_What to produce_
Rewrite all the records below as a numbered list with one line per entry, and leave out any blank lines.

_Stored rows_
━━━━━━━━━━━━━━━━
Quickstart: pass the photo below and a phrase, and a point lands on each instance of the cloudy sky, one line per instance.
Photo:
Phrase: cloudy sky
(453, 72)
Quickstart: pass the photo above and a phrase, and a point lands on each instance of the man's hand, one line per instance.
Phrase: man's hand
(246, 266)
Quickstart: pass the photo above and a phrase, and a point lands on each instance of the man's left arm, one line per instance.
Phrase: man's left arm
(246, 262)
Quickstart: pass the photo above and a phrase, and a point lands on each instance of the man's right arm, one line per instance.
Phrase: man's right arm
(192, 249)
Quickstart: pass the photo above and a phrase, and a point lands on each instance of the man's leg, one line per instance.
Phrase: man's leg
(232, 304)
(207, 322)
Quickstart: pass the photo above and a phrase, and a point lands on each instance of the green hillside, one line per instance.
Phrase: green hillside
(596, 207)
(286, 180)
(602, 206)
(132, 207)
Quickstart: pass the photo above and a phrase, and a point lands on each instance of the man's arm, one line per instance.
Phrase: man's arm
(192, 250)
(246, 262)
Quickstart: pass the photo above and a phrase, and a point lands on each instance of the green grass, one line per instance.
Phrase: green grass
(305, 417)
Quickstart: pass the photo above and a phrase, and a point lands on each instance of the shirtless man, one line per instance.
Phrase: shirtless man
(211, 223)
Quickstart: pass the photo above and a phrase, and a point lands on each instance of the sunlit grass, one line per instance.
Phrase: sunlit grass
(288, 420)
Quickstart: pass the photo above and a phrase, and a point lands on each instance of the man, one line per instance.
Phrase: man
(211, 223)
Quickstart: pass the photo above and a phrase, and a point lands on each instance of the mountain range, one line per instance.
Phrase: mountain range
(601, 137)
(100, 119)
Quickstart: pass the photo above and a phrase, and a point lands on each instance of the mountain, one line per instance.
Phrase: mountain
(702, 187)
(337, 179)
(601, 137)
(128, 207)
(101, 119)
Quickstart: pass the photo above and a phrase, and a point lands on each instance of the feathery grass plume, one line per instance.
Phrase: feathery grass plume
━━━━━━━━━━━━━━━━
_Exercise solution_
1. Quickstart: pass the photo below and a phrase, and a point lands on each instance of the cloudy sky, one line per instance.
2. Photo:
3. Phrase: cloudy sky
4. (453, 72)
5. Quickstart: pass the photo above and a phrase, and a point lands on each instance of the man's hand, one line per instance.
6. Phrase: man's hand
7. (246, 266)
8. Quickstart: pass the photo above and a phrase, and a point lands on each instance of the man's left arm, one line per instance.
9. Phrase: man's left arm
10. (246, 262)
11. Quickstart: pass the photo above and a phrase, and a point lands on each instance of the man's right arm, one line per instance.
12. Phrase: man's right arm
13. (192, 249)
14. Quickstart: pass the photo above and a phrase, and a point lands on each instance of the man's leg, one line per instance.
15. Phrase: man's leg
16. (232, 304)
17. (207, 322)
18. Quickstart: pass the photo above and a phrase, and a point lands on each instance of the green hillside, one line per instance.
19. Phrase: green hillside
20. (596, 207)
21. (286, 180)
22. (602, 206)
23. (132, 207)
24. Quickstart: pass the photo above and a phrase, and a point lands on each instance of the man's arm, one line per instance.
25. Phrase: man's arm
26. (192, 250)
27. (246, 262)
28. Quickstart: pass the photo above and a phrase, and a point lands on each instance of the green grass, one line per instance.
29. Phrase: green grass
30. (305, 417)
31. Quickstart: pass the photo above and a phrase, and a point lands on each instance of the shirtless man, one line per instance.
32. Phrase: shirtless man
33. (211, 223)
34. Quickstart: pass the photo above and a phrase, and a point lands on each instance of the sunlit grass, one line per instance.
35. Phrase: sunlit grass
36. (288, 420)
37. Quickstart: pass the photo above and a phrase, and a point lands on each instance of the man, one line per instance.
38. Phrase: man
39. (211, 223)
40. Quickstart: pass the photo above and a phrase, and a point lands on each instance of the mountain range, one line per instance.
41. Phrase: mountain range
42. (601, 137)
43. (100, 119)
44. Quickstart: pass the photo above and a phrase, and a point lands on each instance of the mountain, one line per instance.
45. Phrase: mountain
46. (702, 187)
47. (337, 179)
48. (601, 137)
49. (128, 207)
50. (101, 119)
51. Quickstart: pass the photo above and a phrase, and a point lands on each instance of the feathery grass plume, one line per instance.
52. Phrase: feathery grass plume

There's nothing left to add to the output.